§ **EXERCISE TASK**: Give the entries again exactly, every one of them.

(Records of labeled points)
━━━
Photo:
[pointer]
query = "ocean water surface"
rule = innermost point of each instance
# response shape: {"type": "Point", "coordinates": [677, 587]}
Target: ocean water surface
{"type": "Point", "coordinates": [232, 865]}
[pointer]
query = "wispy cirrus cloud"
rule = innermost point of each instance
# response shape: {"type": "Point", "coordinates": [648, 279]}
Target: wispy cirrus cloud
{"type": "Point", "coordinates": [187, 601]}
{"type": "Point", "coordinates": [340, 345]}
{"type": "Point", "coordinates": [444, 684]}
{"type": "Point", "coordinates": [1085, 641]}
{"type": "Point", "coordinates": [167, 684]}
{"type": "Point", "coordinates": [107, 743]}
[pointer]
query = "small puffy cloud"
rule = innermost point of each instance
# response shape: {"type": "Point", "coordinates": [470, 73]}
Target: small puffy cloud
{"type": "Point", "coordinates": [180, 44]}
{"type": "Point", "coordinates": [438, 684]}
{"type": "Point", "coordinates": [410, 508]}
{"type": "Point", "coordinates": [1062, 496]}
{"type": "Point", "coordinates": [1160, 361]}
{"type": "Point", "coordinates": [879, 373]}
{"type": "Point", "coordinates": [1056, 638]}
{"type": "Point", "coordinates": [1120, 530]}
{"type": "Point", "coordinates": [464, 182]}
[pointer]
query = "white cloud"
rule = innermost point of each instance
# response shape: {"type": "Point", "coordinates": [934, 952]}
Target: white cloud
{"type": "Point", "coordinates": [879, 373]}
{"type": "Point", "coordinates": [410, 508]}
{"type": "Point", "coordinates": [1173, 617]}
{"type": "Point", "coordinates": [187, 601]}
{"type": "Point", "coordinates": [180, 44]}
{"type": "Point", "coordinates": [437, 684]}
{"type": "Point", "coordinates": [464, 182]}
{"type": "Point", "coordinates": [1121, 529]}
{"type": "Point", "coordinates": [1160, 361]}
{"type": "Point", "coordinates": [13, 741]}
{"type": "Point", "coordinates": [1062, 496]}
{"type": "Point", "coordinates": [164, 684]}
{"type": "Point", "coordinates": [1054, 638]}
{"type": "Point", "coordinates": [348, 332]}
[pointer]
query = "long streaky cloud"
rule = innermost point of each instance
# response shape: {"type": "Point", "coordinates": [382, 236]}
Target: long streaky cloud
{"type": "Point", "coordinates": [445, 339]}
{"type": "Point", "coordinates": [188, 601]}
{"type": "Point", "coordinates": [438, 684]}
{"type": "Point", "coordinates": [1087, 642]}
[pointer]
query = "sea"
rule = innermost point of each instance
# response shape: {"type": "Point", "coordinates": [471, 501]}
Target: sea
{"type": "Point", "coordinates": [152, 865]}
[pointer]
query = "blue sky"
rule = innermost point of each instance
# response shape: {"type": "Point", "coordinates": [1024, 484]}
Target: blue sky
━━━
§ **ANSWER TO THE PROBLEM**:
Photo:
[pointer]
query = "ocean water surface"
rule = innermost point of each instance
# response shape: {"type": "Point", "coordinates": [677, 587]}
Target: ocean water surface
{"type": "Point", "coordinates": [232, 865]}
[pointer]
query = "wispy cirrus cloud"
rule = innermost point of each instance
# response shape: {"type": "Point", "coordinates": [648, 279]}
Target: wispy cirrus cloud
{"type": "Point", "coordinates": [187, 601]}
{"type": "Point", "coordinates": [340, 345]}
{"type": "Point", "coordinates": [444, 684]}
{"type": "Point", "coordinates": [1085, 641]}
{"type": "Point", "coordinates": [167, 684]}
{"type": "Point", "coordinates": [107, 743]}
[pointer]
query = "small puffy cloud"
rule = innermost point of each instance
# response shape: {"type": "Point", "coordinates": [470, 73]}
Target: small puffy cloud
{"type": "Point", "coordinates": [180, 44]}
{"type": "Point", "coordinates": [438, 684]}
{"type": "Point", "coordinates": [410, 508]}
{"type": "Point", "coordinates": [1062, 496]}
{"type": "Point", "coordinates": [1160, 361]}
{"type": "Point", "coordinates": [879, 373]}
{"type": "Point", "coordinates": [1056, 638]}
{"type": "Point", "coordinates": [1120, 530]}
{"type": "Point", "coordinates": [464, 182]}
[pointer]
query = "white cloud"
rule = innermost point of each instance
# response shape: {"type": "Point", "coordinates": [934, 952]}
Target: white cloud
{"type": "Point", "coordinates": [879, 373]}
{"type": "Point", "coordinates": [410, 508]}
{"type": "Point", "coordinates": [1173, 617]}
{"type": "Point", "coordinates": [187, 601]}
{"type": "Point", "coordinates": [180, 44]}
{"type": "Point", "coordinates": [437, 684]}
{"type": "Point", "coordinates": [464, 182]}
{"type": "Point", "coordinates": [1121, 529]}
{"type": "Point", "coordinates": [1160, 361]}
{"type": "Point", "coordinates": [13, 741]}
{"type": "Point", "coordinates": [1062, 496]}
{"type": "Point", "coordinates": [164, 684]}
{"type": "Point", "coordinates": [1054, 638]}
{"type": "Point", "coordinates": [348, 332]}
[pointer]
query = "long streaky cloud"
rule = innermost point of each instance
# response shape: {"type": "Point", "coordinates": [382, 236]}
Target: long streaky cloud
{"type": "Point", "coordinates": [445, 339]}
{"type": "Point", "coordinates": [188, 601]}
{"type": "Point", "coordinates": [438, 684]}
{"type": "Point", "coordinates": [1087, 642]}
[pointer]
query = "sea"
rule = innermost point of each instance
# response shape: {"type": "Point", "coordinates": [471, 501]}
Target: sea
{"type": "Point", "coordinates": [152, 865]}
[pointer]
query = "blue sky"
rule = innermost point of each instance
# response shape: {"type": "Point", "coordinates": [1024, 484]}
Target: blue sky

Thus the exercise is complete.